§ WHAT THE TASK REQUIRES
Update the stretch from the start of the entries through the line that contains "pixel 132 504" by changing each "Coords" to "Coordinates" and leaving everything else unchanged. Omit the pictures from your answer.

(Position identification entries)
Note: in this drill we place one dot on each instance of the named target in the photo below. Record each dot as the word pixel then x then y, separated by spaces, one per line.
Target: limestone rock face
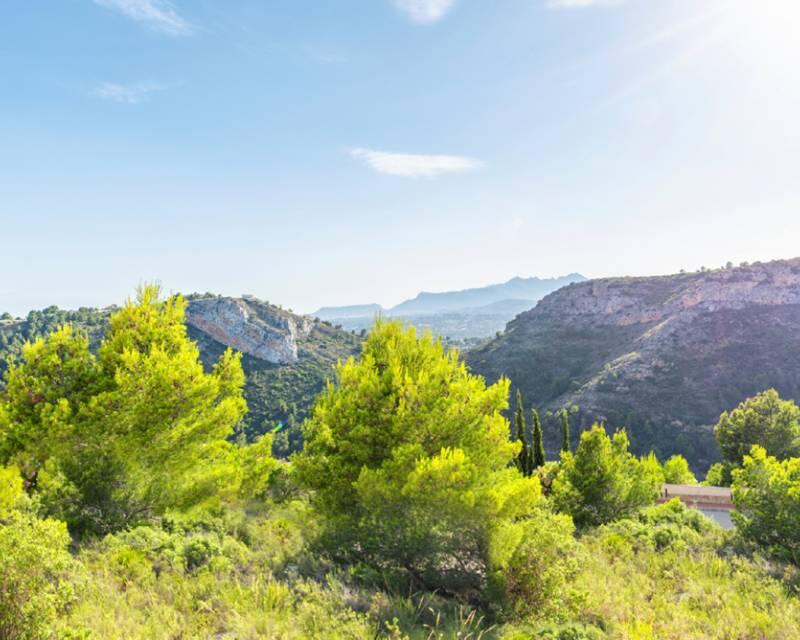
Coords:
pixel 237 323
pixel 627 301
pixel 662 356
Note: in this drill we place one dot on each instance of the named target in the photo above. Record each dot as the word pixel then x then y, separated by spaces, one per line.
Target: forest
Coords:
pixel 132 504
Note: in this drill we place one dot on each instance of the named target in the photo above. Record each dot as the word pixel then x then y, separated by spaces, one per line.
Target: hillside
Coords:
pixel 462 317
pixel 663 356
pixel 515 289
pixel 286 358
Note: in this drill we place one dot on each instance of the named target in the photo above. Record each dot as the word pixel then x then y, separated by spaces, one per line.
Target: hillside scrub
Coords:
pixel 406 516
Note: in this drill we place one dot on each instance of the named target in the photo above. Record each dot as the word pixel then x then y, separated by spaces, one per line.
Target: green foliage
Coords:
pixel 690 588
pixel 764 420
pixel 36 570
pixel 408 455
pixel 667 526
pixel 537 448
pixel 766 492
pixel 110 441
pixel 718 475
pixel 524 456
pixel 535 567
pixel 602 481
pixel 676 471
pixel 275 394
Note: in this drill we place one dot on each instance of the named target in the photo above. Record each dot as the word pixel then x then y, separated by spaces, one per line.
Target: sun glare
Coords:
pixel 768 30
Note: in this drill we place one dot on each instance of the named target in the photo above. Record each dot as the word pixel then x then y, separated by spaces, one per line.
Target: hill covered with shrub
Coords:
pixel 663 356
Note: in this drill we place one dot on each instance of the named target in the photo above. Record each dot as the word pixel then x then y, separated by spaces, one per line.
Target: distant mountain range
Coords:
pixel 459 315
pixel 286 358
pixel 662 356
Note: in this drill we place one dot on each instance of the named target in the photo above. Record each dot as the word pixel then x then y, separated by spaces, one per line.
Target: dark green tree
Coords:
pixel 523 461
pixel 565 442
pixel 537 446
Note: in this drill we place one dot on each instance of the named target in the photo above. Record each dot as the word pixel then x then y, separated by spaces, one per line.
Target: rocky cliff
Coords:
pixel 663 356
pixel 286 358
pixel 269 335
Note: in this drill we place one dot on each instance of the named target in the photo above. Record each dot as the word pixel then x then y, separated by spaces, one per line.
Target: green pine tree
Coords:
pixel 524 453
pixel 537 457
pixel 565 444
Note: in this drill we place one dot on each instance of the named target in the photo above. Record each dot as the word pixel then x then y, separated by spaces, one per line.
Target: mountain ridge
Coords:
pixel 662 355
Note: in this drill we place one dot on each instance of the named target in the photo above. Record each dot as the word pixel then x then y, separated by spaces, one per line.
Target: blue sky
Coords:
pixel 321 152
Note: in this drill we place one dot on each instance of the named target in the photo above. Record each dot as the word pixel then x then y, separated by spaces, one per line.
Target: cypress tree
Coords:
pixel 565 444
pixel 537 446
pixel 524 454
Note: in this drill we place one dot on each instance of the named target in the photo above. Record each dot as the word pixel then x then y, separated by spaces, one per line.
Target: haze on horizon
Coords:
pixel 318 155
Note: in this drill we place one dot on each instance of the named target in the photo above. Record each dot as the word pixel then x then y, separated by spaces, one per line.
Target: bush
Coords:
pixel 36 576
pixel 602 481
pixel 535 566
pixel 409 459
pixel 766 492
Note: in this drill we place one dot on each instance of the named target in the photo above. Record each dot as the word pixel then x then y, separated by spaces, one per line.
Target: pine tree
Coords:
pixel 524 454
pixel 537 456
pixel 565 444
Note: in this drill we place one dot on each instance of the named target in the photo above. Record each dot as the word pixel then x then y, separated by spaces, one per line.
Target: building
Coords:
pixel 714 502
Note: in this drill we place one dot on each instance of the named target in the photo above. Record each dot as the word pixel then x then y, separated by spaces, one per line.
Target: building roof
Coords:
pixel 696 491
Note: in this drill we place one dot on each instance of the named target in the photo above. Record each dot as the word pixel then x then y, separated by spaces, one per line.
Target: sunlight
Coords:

§ ANSWER TO THIS PROBLEM
Note: in this drill we place one dot on each instance of the named target in the photo below. Record each dot as the word pixel then x then y, separated by spaces, one per line.
Target: limestone rock face
Coordinates:
pixel 237 323
pixel 627 301
pixel 662 356
Note: in this drill we place one dot on each instance of the named target in the photo above. Record each dot as the word pixel then x then y, separated by spaces, one per line.
Target: forest
Coordinates:
pixel 132 504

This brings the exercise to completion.